• DATI DI PARTENZA
'''
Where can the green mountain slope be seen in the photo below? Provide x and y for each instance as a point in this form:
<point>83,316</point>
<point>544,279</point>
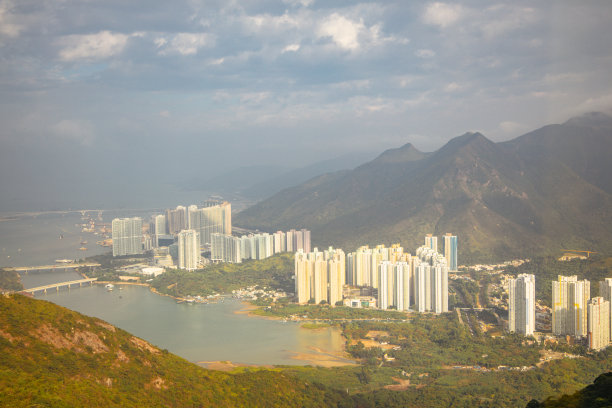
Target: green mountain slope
<point>51,356</point>
<point>598,394</point>
<point>544,191</point>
'''
Sostituisci "Target" con "Label" in tutto il materiale sopra e riscrivilo lasciando invariato il resto. Non includere le immagini nella risposta.

Where can the green mountain slope be seen in the photo below? Provide x and y for each instance as a point in this form:
<point>83,316</point>
<point>544,279</point>
Label: green mountain slope
<point>51,356</point>
<point>598,394</point>
<point>544,191</point>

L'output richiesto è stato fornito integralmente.